• [What the exercise asks] Rewrite the records from the line containing "Q: For each instance of the child's" through the end of the records, with the requests included. Shift every coordinate in the answers by adding -18 to it.

• [Records shown]
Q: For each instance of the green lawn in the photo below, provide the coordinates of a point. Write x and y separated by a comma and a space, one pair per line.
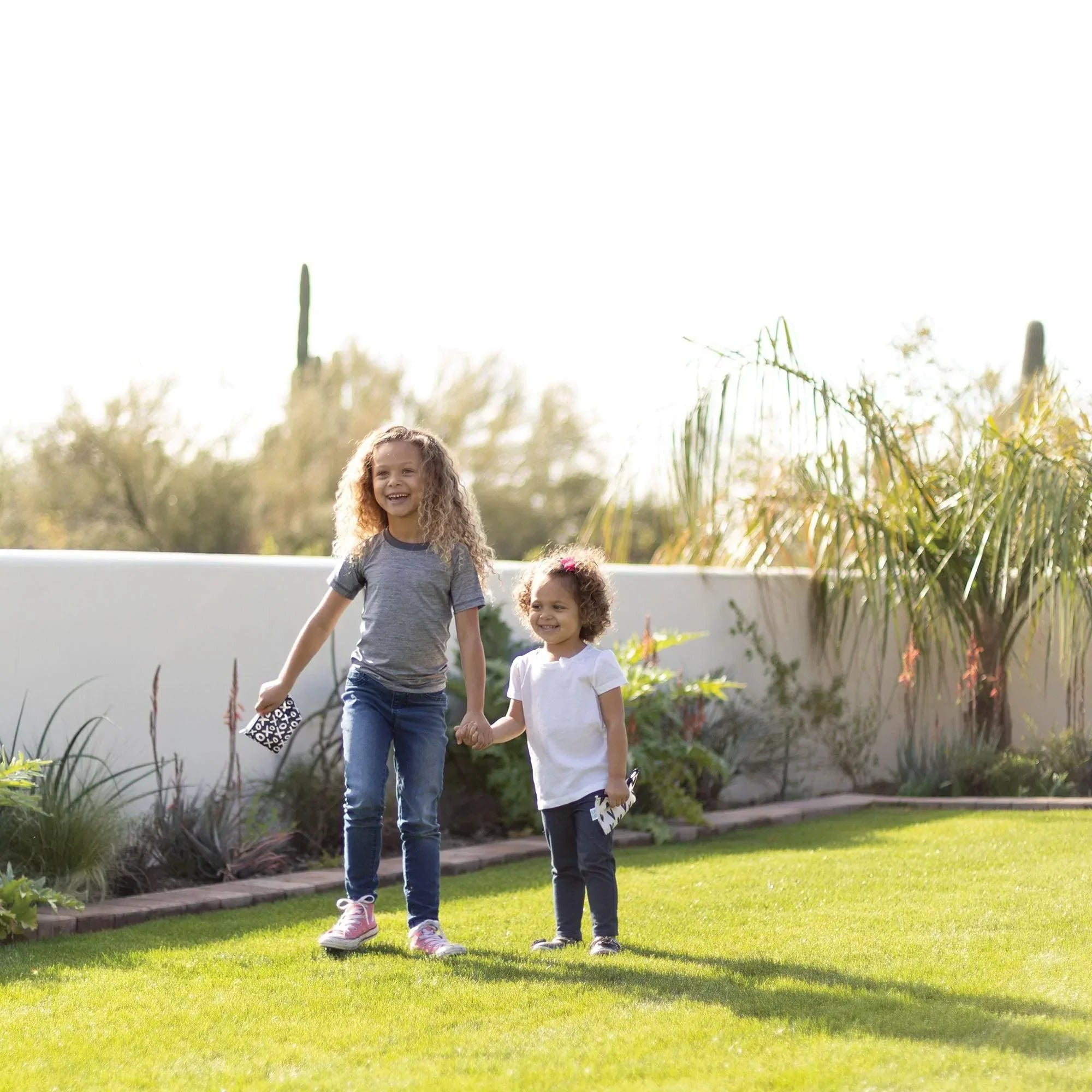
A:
881, 951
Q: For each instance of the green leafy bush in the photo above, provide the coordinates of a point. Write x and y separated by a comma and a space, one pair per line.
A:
20, 899
488, 792
19, 778
793, 728
667, 718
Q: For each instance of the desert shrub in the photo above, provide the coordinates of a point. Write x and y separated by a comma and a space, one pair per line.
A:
1061, 766
668, 718
220, 835
488, 792
793, 727
20, 897
75, 834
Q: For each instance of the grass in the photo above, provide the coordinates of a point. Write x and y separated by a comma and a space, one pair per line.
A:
882, 951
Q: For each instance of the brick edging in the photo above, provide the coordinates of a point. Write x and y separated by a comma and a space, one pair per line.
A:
116, 913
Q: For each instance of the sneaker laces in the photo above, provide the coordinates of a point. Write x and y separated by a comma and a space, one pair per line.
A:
351, 911
432, 935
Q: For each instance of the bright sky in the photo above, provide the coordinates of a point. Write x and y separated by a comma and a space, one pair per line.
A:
577, 187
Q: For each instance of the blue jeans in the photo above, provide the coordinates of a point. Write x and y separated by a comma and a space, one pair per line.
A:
583, 860
373, 719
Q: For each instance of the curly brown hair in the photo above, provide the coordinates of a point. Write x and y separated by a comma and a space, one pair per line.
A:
448, 512
583, 568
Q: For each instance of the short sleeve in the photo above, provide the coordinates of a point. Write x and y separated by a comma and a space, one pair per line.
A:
466, 588
347, 579
608, 675
516, 681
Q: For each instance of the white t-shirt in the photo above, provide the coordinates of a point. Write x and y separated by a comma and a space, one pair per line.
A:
566, 734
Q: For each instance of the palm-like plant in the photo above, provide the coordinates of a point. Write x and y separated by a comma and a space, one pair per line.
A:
972, 543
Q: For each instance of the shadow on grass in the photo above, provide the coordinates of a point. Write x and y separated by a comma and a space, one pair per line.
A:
811, 998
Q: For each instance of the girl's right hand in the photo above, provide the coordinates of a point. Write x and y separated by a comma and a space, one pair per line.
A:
271, 697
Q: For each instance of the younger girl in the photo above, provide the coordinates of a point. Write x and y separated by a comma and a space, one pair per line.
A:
409, 535
567, 697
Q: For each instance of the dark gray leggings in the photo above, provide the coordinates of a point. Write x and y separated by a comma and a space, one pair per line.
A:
583, 858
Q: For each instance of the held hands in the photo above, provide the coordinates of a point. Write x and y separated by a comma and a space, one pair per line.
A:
618, 792
476, 731
271, 696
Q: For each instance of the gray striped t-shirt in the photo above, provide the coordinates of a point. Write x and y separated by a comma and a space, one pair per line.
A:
410, 597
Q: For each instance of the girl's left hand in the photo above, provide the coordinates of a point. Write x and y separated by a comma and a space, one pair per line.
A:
618, 792
477, 731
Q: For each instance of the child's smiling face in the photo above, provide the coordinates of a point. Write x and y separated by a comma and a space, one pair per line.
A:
397, 478
554, 615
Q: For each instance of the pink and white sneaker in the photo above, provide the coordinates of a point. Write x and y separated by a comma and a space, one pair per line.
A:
357, 925
429, 939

• [Exercise response]
Q: For each instance of the child's smiling face in the photo above, provide the coordinates of a point. Write x and y separated by a comma and a space, one pair per line.
A:
379, 460
536, 597
Q: For each instance of the pink and white sneaker in the photo above, provide the coordinates of a point. Write x and y separated by a comma and a space, one pair per line.
A:
339, 907
411, 921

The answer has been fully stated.